Problem requirements
Going line by line through the listing, how many lines hold "place"? State nothing but the number.

------ Task data ------

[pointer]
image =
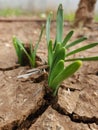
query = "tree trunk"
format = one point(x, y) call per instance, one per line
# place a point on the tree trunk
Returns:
point(85, 13)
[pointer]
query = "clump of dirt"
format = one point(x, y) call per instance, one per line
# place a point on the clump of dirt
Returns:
point(27, 103)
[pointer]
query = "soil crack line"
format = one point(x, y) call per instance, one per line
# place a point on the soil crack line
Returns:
point(75, 117)
point(31, 119)
point(9, 68)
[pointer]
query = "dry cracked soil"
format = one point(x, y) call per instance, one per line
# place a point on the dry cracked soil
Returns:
point(23, 102)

------

Answer for the task
4